◆ **Your assignment**: Can you reproduce the listing below word for word, leaving the pictures out of your copy?

◆ **Data for the task**:
--------------------

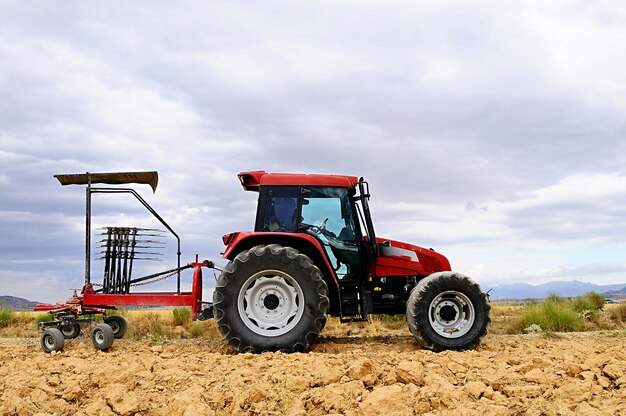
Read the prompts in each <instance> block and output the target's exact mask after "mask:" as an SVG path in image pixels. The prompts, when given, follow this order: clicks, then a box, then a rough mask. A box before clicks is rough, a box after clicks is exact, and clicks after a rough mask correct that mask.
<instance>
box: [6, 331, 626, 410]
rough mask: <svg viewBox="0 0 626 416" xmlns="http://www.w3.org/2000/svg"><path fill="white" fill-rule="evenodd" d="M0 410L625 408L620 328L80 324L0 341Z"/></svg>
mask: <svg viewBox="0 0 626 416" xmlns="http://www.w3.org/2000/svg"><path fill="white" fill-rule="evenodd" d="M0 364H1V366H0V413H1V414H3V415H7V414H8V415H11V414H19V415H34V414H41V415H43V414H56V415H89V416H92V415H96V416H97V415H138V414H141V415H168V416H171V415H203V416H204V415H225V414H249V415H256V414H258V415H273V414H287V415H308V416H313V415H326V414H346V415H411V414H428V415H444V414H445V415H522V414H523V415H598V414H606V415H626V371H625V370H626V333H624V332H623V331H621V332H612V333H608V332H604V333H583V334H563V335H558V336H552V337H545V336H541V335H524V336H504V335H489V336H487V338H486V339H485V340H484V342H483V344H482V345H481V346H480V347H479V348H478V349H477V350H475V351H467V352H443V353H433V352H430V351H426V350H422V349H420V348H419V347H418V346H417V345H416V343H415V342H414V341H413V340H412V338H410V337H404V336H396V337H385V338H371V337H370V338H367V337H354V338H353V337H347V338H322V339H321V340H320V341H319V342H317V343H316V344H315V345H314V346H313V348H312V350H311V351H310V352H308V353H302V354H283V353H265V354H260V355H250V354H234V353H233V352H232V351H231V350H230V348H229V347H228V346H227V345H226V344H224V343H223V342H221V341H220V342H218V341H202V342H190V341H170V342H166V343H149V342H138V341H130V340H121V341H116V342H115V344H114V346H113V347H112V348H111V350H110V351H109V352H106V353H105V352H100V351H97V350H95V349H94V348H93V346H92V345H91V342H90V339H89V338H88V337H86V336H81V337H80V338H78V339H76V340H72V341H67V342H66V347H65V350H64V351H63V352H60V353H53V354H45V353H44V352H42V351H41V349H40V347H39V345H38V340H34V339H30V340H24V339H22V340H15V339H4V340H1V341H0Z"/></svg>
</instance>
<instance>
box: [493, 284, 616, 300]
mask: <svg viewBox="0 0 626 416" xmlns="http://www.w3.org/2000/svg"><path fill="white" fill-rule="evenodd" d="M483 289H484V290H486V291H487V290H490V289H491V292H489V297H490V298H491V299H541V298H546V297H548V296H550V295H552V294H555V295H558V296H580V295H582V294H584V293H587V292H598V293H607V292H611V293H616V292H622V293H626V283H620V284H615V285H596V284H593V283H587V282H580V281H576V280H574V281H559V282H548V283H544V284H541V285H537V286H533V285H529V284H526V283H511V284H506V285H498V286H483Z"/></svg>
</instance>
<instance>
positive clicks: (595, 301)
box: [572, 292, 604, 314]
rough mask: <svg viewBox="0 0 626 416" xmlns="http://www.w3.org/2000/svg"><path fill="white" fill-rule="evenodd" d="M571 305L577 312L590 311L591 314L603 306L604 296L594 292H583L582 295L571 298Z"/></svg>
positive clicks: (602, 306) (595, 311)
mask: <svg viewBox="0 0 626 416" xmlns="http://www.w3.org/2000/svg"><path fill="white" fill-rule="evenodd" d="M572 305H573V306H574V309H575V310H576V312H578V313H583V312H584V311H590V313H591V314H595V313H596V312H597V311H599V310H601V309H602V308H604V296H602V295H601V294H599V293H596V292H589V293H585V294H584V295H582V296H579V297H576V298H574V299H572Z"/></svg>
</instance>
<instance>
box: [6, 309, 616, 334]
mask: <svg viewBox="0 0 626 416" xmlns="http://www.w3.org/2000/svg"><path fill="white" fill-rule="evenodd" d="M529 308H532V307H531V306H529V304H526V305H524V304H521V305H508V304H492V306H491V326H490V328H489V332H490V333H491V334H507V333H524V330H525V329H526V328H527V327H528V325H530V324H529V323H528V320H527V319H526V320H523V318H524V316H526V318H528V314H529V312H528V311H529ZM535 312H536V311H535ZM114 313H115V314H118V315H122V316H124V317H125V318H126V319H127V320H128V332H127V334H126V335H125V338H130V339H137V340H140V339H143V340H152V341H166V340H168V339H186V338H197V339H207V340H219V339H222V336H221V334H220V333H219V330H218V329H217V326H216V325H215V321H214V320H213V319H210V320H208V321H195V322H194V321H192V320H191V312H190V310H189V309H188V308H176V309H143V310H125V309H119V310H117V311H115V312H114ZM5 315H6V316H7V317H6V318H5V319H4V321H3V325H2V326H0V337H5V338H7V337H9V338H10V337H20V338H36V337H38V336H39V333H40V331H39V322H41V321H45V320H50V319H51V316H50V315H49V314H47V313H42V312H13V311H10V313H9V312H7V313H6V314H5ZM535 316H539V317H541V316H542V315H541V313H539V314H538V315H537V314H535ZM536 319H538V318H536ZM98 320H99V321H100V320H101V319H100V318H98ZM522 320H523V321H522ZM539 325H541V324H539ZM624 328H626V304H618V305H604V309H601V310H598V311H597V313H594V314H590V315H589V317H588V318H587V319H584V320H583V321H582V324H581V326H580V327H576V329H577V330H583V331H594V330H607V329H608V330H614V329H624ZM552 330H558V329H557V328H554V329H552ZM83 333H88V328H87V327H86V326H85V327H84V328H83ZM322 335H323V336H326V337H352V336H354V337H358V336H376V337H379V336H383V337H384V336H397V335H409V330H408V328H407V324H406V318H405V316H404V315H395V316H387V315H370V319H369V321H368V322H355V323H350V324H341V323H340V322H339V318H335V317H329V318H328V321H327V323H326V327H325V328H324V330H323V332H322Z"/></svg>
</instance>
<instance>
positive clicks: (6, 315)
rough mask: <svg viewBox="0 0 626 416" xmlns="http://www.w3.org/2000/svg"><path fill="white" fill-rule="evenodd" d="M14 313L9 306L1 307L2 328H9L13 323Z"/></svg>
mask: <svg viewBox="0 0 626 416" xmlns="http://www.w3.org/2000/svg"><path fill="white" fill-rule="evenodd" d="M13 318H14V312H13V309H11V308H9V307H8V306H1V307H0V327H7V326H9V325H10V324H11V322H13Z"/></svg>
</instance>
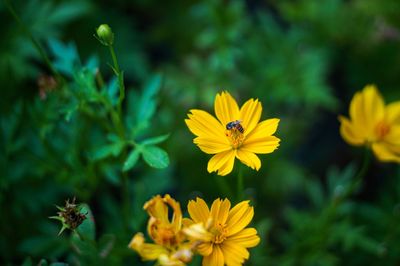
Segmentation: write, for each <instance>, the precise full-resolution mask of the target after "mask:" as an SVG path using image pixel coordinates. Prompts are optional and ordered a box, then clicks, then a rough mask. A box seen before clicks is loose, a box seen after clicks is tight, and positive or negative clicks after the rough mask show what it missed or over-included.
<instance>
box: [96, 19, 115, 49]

--------------------

◆ **Answer area**:
Read the prompts in each <instance> block and output the target's exact mask after "mask:" as an SVG path in image pixels. The prompts, when given, follow this order: clicks, then a box, then a rough mask. A box before clicks is rough, a box after clicks is exact, and clicks after a rough mask correct that mask.
<instance>
box: [6, 331, 626, 410]
rough mask: <svg viewBox="0 0 626 416" xmlns="http://www.w3.org/2000/svg"><path fill="white" fill-rule="evenodd" d="M0 410L625 408L620 328L80 324L0 341Z"/></svg>
mask: <svg viewBox="0 0 626 416" xmlns="http://www.w3.org/2000/svg"><path fill="white" fill-rule="evenodd" d="M0 364H1V366H0V413H1V414H3V415H7V414H8V415H11V414H19V415H34V414H41V415H43V414H56V415H89V416H92V415H96V416H97V415H138V414H141V415H168V416H171V415H203V416H204V415H225V414H249V415H256V414H258V415H273V414H287V415H308V416H313V415H326V414H346V415H411V414H428V415H444V414H445V415H522V414H523V415H598V414H606V415H626V371H625V370H626V333H624V332H623V331H621V332H612V333H608V332H604V333H583V334H563V335H558V336H552V337H545V336H541V335H524V336H504V335H489V336H487V338H486V339H485V340H484V342H483V344H482V345H481V346H480V347H479V348H478V349H477V350H475V351H467V352H443V353H433V352H430V351H426V350H422V349H420V348H419V347H418V346H417V345H416V343H415V342H414V341H413V340H412V338H410V337H404V336H396V337H385V338H371V337H370V338H367V337H354V338H353V337H347V338H322V339H321V340H320V341H319V342H317V343H316V344H315V345H314V346H313V348H312V350H311V351H310V352H308V353H302V354H283V353H265V354H260V355H250V354H234V353H233V352H232V351H231V350H230V348H229V347H228V346H227V345H226V344H224V343H223V342H221V341H220V342H218V341H202V342H190V341H170V342H166V343H149V342H138V341H130V340H121V341H116V342H115V344H114V346H113V347H112V348H111V350H110V351H109V352H106V353H105V352H100V351H97V350H95V349H94V348H93V346H92V345H91V342H90V339H89V338H88V337H86V336H81V337H80V338H78V339H76V340H72V341H67V342H66V347H65V350H64V351H63V352H60V353H53V354H45V353H44V352H42V351H41V349H40V347H39V345H38V340H34V339H30V340H24V339H22V340H15V339H4V340H1V341H0Z"/></svg>
</instance>
<instance>
box: [493, 284, 616, 300]
mask: <svg viewBox="0 0 626 416" xmlns="http://www.w3.org/2000/svg"><path fill="white" fill-rule="evenodd" d="M483 289H484V290H486V291H487V290H490V289H491V292H489V297H490V298H491V299H541V298H546V297H548V296H550V295H552V294H555V295H558V296H580V295H582V294H584V293H587V292H598V293H607V292H611V293H616V292H622V293H626V283H620V284H615V285H596V284H593V283H587V282H580V281H576V280H574V281H559V282H548V283H544V284H541V285H537V286H533V285H529V284H526V283H511V284H506V285H498V286H483Z"/></svg>
</instance>
<instance>
positive clicks: (595, 301)
box: [572, 292, 604, 314]
rough mask: <svg viewBox="0 0 626 416" xmlns="http://www.w3.org/2000/svg"><path fill="white" fill-rule="evenodd" d="M571 305L577 312L590 311L591 314L603 306L604 296L594 292H583L582 295L571 298Z"/></svg>
positive clicks: (602, 306) (595, 311)
mask: <svg viewBox="0 0 626 416" xmlns="http://www.w3.org/2000/svg"><path fill="white" fill-rule="evenodd" d="M572 305H573V306H574V309H575V310H576V312H578V313H583V312H584V311H590V313H591V314H595V313H596V312H597V311H599V310H601V309H602V308H604V296H602V295H601V294H599V293H596V292H589V293H585V294H584V295H582V296H579V297H576V298H574V299H572Z"/></svg>
</instance>
<instance>
box: [6, 309, 616, 334]
mask: <svg viewBox="0 0 626 416" xmlns="http://www.w3.org/2000/svg"><path fill="white" fill-rule="evenodd" d="M529 308H532V307H531V306H529V304H526V305H524V304H521V305H508V304H492V306H491V326H490V328H489V332H490V333H491V334H507V333H524V330H525V329H526V328H527V327H528V325H530V324H529V323H528V320H527V319H526V320H523V318H524V316H526V318H528V314H529V312H528V311H529ZM535 312H536V311H535ZM114 313H115V314H118V315H122V316H124V317H125V318H126V319H127V320H128V332H127V334H126V335H125V338H130V339H137V340H140V339H143V340H152V341H166V340H168V339H186V338H197V339H207V340H219V339H222V336H221V334H220V333H219V330H218V329H217V326H216V325H215V321H214V320H213V319H210V320H208V321H195V322H194V321H192V320H191V312H190V310H189V309H188V308H176V309H143V310H125V309H119V310H117V311H115V312H114ZM5 315H6V316H7V317H6V318H5V319H4V321H3V325H2V326H0V337H5V338H7V337H9V338H10V337H20V338H36V337H38V336H39V333H40V331H39V322H41V321H45V320H50V319H51V316H50V315H49V314H47V313H42V312H13V311H10V313H9V312H7V313H6V314H5ZM535 316H539V317H541V316H542V315H541V313H539V314H538V315H537V314H535ZM536 319H538V318H536ZM98 320H99V321H100V320H101V319H100V318H98ZM522 320H523V321H522ZM539 325H541V324H539ZM624 328H626V304H618V305H604V309H601V310H598V311H597V313H594V314H590V315H589V317H588V318H587V319H584V320H583V321H582V324H581V326H580V327H576V329H577V330H583V331H594V330H607V329H608V330H614V329H624ZM552 330H558V329H557V328H554V329H552ZM83 333H88V328H87V327H86V326H85V327H84V328H83ZM322 335H323V336H326V337H352V336H354V337H358V336H376V337H379V336H383V337H384V336H397V335H409V330H408V328H407V324H406V318H405V316H404V315H395V316H387V315H370V319H369V321H368V322H355V323H350V324H341V323H340V322H339V318H335V317H329V318H328V321H327V323H326V327H325V328H324V330H323V332H322Z"/></svg>
</instance>
<instance>
positive clicks: (6, 315)
rough mask: <svg viewBox="0 0 626 416" xmlns="http://www.w3.org/2000/svg"><path fill="white" fill-rule="evenodd" d="M14 313L9 306L1 307L2 328H9L13 323Z"/></svg>
mask: <svg viewBox="0 0 626 416" xmlns="http://www.w3.org/2000/svg"><path fill="white" fill-rule="evenodd" d="M13 318H14V312H13V309H11V308H9V307H8V306H1V307H0V327H7V326H9V325H10V324H11V322H13Z"/></svg>
</instance>
Segmentation: write, for each <instance>, the precise full-resolution mask of the target after "mask:" as an SVG path using image pixel coordinates. Prompts are optional and ordered a box, then clicks, then a rough mask. A box seen before clicks is loose, a box seen after clicks is tight, and positive or negative clicks after the rough mask show what it missed or over-included.
<instance>
box: [96, 19, 115, 49]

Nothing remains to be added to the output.